▶ [PASSAGE GIVEN]
Any contribution to this documentation is welcome. Helping to fix/correct a section is often a good way for newcomers to get around using Git and the terminal.

The below contains instructions for creating or updating content.

Obtaining the source

You should first fork our repository into your own GitHub space and make the desired changes there.

Depending on the complexity of your change, you can either:

  • use the GitHub web UI (click “edit this file”) to make your change. GitHub automatically forks the repository you’re trying to edit.
  • clone your forked repository, edit locally, optionally test your changes, push to your repository and finally make a pull request back to ours

The above process is known as the “GitHub flow” and is standard practice across many distributed projects under version control.

If you are creating pages, then you will need to clone the repository locally.

Changing content

Our docs are written in Markdown, a standard markup format. A quick tutorial is available here.

Editing is an important step, and for that you will need a good text editor. VS Code, Atom, Notepad++ are all reliable choices with good extensions to make typing Markdown even easier. For those interested in using the terminal, nano works great for small edits and vim for a full-fledged text editor.

▶ [AIM A]
Copy everything in the contribution guide from "You should first" down to "is available here.", swapping "pull request" for "merge request".
▶ [AIM B]
What name does the contribution guide give to the process of forking, editing and sending changes back?

▶ [SUPPLIED INFORMATION]
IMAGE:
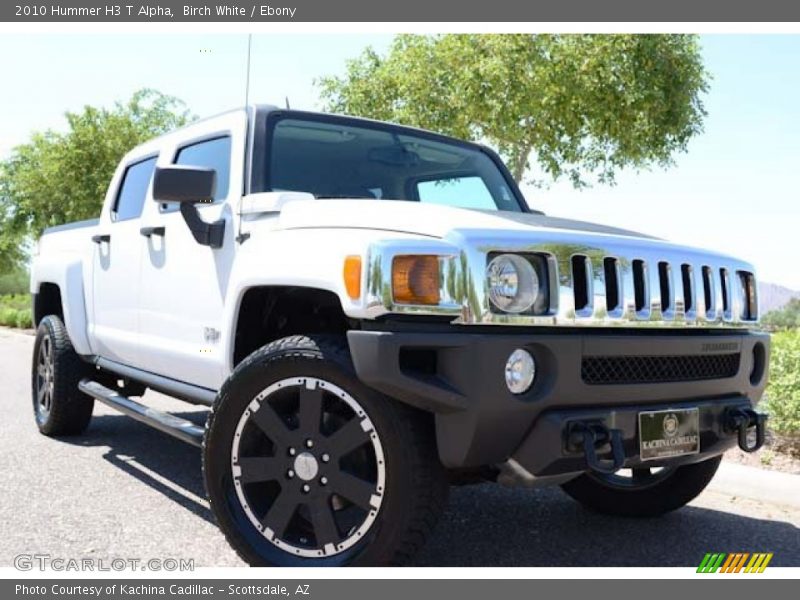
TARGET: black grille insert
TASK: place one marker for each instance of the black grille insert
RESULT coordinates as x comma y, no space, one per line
607,370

▶ [FINISHED ANSWER A]
You should first fork our repository into your own GitHub space and make the desired changes there.

Depending on the complexity of your change, you can either:

  • use the GitHub web UI (click “edit this file”) to make your change. GitHub automatically forks the repository you’re trying to edit.
  • clone your forked repository, edit locally, optionally test your changes, push to your repository and finally make a merge request back to ours

The above process is known as the “GitHub flow” and is standard practice across many distributed projects under version control.

If you are creating pages, then you will need to clone the repository locally.

Changing content

Our docs are written in Markdown, a standard markup format. A quick tutorial is available here.

▶ [FINISHED ANSWER B]
The "GitHub flow."